> **Passage fourni**
Certes, le risque d’une disparition prochaine de l’humanité est envisagée par une bonne série de futurologues, et comment pourrait-on ne pas être d’accord, puisque la théorie de l’évolution nous apprend que nous ne sommes qu’une étape dans le processus évolutif. Mais alors que le processus scientifiquement établi nous laissait espérer que notre espèce ne disparaitrait que progressivement au bénéfice d’une suivante, produit de notre propre espèce par filiation, cette seconde possibilité, elle, amènerait l’humanité à un stupide processus d’auto-destruction, triste, définitif et pourtant absolument pas inéluctable.

Autorité

La troisième possibilité, qui pourrait être la plus probable, si l’on admet que la plus grande partie de ces prédateurs aiment leurs enfants, c’est que ces derniers s’emparent par quartiers gigantesques des différents espaces de pouvoirs en jeu (géographiques, économiques, intellectuels, symboliques) et s’arrangent pour les conserver de manière autoritaire, quitte à laisser le reste de l’humanité dans un marasme qui les indiffère. Aux yeux des trois quarts de la population, cette situation est d’ores et déjà une réalité. Peut-être même ces trois-quarts souhaitent-ils que la même chose nous arrive… Un peu comme je me réjouissais hier de voir ces Etatsuniens crier “not our president”… Je me disais, tiens, c’est bien leur tour…

Peut-être que c’est notre tour… après tout, combien sommes-nous à avoir pleurer sur nos colonies? et sur nos néo-colonies?

Révolution et contre-révolution

Bien sûr, au cours du XXe Siècle, et même depuis la fin du XVIIIe Siècle, des mouvements laissaient entrevoir que la démocratie réelle puisse faire des progrès. La participation au pouvoir augmentait. Le pouvoir personnel tendait à diminuer. Mais les lieux de pouvoir se multipliaient, les richesses cumulables aussi et nous avons laissé nombre de leviers de pouvoirs entre les mains d’une poignée d’individus imbus de leurs puissances et de leurs avoirs.

> **Exercice proposé 1**
Reformulez sous forme de liste concise le paragraphe du passage fourni qui débute par « Bien sûr, au cours du XXe Siècle ». Conservez-en les faits essentiels.
> **Exercice proposé 2**
Renvoyez sans aucune modification le segment du passage fourni qui commence par « La troisième possibilité, qui » et se poursuit jusqu'à « sur nos néo-colonies? ».

> **Contenu des données**

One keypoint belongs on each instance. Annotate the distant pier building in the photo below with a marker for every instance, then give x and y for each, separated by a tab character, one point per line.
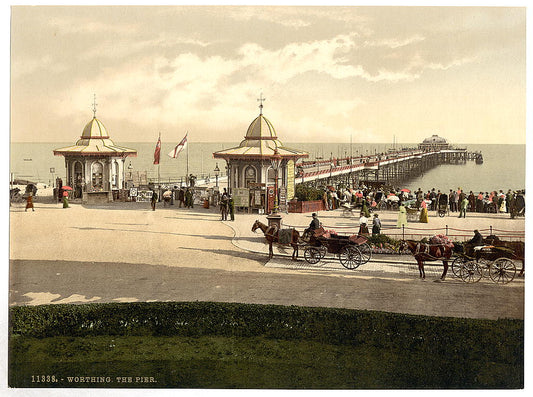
434	143
261	169
95	166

> **Résultat obtenu 1**
- Au cours du XXe siècle, et même depuis la fin du XVIIIe, des mouvements ont laissé entrevoir des progrès possibles de la démocratie réelle.
- La participation au pouvoir augmentait et le pouvoir personnel tendait à diminuer.
- Cependant, les lieux de pouvoir et les richesses cumulables se multipliaient.
- Nombre de leviers de pouvoir ont été laissés entre les mains d'une poignée d'individus imbus de leurs puissances et de leurs avoirs.

> **Résultat obtenu 2**
La troisième possibilité, qui pourrait être la plus probable, si l’on admet que la plus grande partie de ces prédateurs aiment leurs enfants, c’est que ces derniers s’emparent par quartiers gigantesques des différents espaces de pouvoirs en jeu (géographiques, économiques, intellectuels, symboliques) et s’arrangent pour les conserver de manière autoritaire, quitte à laisser le reste de l’humanité dans un marasme qui les indiffère. Aux yeux des trois quarts de la population, cette situation est d’ores et déjà une réalité. Peut-être même ces trois-quarts souhaitent-ils que la même chose nous arrive… Un peu comme je me réjouissais hier de voir ces Etatsuniens crier “not our president”… Je me disais, tiens, c’est bien leur tour…

Peut-être que c’est notre tour… après tout, combien sommes-nous à avoir pleurer sur nos colonies? et sur nos néo-colonies?